*Data section:*
———
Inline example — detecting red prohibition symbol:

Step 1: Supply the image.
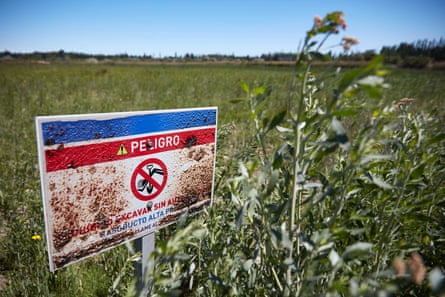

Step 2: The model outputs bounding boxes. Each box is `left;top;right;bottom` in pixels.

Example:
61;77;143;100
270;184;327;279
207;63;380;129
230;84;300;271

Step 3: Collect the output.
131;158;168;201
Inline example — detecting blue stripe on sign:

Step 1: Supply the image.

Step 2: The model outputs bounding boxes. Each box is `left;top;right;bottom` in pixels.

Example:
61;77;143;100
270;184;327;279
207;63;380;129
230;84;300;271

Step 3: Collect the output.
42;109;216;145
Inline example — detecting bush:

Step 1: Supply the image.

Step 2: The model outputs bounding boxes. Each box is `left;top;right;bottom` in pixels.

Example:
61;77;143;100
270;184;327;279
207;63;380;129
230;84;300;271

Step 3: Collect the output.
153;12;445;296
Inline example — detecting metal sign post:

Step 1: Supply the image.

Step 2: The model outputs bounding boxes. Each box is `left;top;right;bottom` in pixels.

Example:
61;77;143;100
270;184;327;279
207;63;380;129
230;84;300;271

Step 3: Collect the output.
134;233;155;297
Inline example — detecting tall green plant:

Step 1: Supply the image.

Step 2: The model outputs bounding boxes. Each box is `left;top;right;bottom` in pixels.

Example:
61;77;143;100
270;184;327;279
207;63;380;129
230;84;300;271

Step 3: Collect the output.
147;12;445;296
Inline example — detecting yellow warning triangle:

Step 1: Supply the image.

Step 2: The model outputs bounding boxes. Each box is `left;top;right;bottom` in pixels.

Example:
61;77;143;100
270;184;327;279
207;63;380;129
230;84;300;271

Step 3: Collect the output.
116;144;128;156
———
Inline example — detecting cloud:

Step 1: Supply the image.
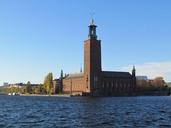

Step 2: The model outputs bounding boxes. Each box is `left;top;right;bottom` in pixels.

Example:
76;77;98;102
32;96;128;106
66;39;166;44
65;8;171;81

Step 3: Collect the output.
———
*Exercise:* Update the material from the line containing "Inline example — detecting metal" down to the line containing "147;12;445;296": write those lines out again with "Collect the output" changed to "Gather the output" and everything else unchanged.

*Problem solution:*
Inline example — detecting metal sign post:

Step 1: Supply the image.

Step 2: The model outputs bounding boxes. Each box is `left;top;right;bottom` in pixels.

Example:
61;77;143;100
270;184;327;279
207;63;380;129
230;84;300;271

Step 3: Gather the output.
134;233;155;297
Inline example — detecting tall green plant:

Step 1: Supply the image.

Step 2: The model outputs bounding boxes. Each box is `left;top;right;bottom` in pixels.

Example:
61;77;143;100
270;184;327;279
207;63;380;129
230;84;300;271

Step 3: Gather the output.
147;12;445;296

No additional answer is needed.